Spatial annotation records

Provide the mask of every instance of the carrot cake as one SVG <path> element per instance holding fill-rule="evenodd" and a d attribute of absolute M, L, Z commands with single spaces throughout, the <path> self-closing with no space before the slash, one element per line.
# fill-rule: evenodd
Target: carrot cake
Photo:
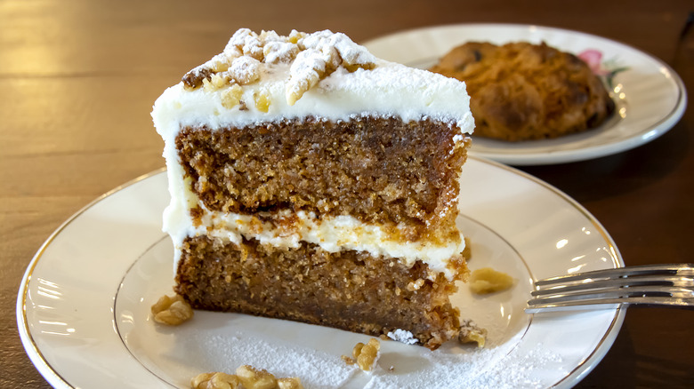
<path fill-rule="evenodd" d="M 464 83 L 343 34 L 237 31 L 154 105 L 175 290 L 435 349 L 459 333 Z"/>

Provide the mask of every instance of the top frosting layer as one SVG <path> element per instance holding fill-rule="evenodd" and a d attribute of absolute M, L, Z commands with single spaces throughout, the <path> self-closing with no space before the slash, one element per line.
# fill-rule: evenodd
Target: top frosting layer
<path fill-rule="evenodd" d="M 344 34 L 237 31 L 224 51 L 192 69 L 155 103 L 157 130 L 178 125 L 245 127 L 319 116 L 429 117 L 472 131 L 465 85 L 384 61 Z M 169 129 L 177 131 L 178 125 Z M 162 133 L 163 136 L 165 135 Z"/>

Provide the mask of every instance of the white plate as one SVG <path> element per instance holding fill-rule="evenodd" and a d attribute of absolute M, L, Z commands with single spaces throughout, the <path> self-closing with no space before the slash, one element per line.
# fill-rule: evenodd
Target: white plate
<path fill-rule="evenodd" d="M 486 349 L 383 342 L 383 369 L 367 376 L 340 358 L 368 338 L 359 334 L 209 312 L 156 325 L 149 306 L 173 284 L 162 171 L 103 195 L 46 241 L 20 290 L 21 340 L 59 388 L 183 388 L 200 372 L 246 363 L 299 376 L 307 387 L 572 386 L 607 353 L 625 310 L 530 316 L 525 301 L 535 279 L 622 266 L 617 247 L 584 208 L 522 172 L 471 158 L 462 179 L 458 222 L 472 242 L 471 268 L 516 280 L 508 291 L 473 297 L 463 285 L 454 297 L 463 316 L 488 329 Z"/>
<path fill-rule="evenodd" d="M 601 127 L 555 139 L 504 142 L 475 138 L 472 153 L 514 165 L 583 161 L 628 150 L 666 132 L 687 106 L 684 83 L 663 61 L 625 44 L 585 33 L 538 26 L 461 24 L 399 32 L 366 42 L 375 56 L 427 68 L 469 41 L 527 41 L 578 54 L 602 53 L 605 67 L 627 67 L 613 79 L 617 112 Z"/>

* * *

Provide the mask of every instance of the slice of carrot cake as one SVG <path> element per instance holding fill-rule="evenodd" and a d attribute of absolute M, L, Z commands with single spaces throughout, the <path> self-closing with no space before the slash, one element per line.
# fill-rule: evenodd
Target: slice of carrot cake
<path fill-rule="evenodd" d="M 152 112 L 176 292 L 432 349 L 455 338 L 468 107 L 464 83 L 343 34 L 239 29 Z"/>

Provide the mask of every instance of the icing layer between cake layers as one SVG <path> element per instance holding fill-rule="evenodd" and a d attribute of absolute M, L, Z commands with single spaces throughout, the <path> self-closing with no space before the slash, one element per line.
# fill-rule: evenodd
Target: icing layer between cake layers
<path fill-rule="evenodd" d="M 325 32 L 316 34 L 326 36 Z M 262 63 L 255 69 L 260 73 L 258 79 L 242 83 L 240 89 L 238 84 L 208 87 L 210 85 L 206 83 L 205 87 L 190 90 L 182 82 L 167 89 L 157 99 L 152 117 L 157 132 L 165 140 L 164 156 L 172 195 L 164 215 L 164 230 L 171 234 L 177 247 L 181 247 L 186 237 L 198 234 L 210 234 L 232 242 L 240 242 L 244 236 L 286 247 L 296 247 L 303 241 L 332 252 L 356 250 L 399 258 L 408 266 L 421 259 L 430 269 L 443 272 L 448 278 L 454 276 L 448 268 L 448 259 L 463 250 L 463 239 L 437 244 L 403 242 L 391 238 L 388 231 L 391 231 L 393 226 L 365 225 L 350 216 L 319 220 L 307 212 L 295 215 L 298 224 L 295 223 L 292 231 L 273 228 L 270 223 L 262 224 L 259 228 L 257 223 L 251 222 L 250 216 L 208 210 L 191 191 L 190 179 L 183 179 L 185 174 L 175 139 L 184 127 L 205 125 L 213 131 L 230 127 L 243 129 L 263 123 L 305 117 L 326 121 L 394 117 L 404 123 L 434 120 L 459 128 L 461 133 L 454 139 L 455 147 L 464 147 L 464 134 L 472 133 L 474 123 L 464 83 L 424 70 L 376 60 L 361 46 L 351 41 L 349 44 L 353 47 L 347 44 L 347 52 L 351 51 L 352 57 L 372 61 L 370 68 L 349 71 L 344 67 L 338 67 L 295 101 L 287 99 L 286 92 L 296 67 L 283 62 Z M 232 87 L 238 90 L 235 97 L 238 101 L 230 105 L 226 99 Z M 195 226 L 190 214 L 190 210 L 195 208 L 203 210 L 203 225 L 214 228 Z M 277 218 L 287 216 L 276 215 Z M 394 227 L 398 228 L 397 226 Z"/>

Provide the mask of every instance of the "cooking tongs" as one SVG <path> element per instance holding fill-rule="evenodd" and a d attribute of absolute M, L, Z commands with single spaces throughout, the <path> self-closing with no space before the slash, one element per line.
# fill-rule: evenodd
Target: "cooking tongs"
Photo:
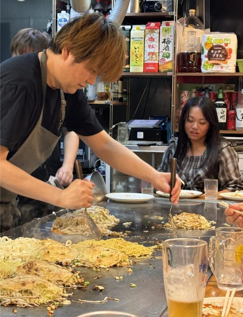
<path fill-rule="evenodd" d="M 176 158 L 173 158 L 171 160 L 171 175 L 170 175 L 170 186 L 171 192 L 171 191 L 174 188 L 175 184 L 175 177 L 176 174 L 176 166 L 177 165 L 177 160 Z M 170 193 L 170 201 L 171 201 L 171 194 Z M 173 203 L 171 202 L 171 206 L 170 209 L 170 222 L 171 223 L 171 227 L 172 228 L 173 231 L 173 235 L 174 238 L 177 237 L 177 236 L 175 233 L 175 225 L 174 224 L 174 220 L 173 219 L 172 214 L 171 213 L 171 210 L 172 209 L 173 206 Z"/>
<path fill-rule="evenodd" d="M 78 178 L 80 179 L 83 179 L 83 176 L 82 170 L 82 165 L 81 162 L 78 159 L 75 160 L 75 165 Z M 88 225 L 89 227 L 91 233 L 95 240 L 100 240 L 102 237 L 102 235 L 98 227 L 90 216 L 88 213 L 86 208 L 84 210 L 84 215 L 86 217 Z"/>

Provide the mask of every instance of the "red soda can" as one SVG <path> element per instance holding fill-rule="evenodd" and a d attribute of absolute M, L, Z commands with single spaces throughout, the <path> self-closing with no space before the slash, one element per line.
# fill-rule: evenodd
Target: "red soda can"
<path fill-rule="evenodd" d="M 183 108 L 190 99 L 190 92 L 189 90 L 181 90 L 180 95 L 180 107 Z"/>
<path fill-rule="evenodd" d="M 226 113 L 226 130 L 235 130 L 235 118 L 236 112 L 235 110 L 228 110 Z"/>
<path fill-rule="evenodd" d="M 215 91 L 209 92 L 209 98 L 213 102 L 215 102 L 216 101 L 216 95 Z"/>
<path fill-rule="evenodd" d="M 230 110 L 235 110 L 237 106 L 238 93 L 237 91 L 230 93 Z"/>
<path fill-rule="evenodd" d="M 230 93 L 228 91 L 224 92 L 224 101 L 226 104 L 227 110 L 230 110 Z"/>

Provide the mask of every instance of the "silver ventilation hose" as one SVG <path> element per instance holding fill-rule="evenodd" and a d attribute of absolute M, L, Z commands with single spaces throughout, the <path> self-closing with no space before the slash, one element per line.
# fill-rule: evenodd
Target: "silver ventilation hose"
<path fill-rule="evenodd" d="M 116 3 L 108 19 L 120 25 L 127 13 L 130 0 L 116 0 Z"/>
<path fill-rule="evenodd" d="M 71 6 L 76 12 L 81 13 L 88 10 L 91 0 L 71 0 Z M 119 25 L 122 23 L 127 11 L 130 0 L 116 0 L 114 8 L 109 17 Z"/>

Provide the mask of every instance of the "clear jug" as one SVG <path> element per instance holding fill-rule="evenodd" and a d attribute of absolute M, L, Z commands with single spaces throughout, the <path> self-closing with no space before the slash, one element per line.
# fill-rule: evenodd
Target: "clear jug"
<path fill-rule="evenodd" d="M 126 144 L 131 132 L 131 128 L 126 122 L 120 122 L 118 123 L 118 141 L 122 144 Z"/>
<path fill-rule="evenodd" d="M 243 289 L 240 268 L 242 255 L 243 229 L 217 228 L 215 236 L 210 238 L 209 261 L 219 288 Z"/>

◆ **REQUEST**:
Copy the lines of the data above exactly, from the line containing "Provide the mask of every instance of the carrot" through the line containing "343 34 L 237", both included. Leave the pictures out of your copy.

◆ **RESPONSE BELOW**:
Provide the mask of every instance of the carrot cake as one SVG <path> element per instance holding fill-rule="evenodd" and a d attribute of absolute M, L, Z commands with single spaces throughout, the <path> self-closing with no space before the slash, one element per line.
# fill-rule: evenodd
Target: carrot cake
Photo:
<path fill-rule="evenodd" d="M 464 83 L 343 34 L 237 31 L 154 105 L 175 290 L 435 349 L 459 333 Z"/>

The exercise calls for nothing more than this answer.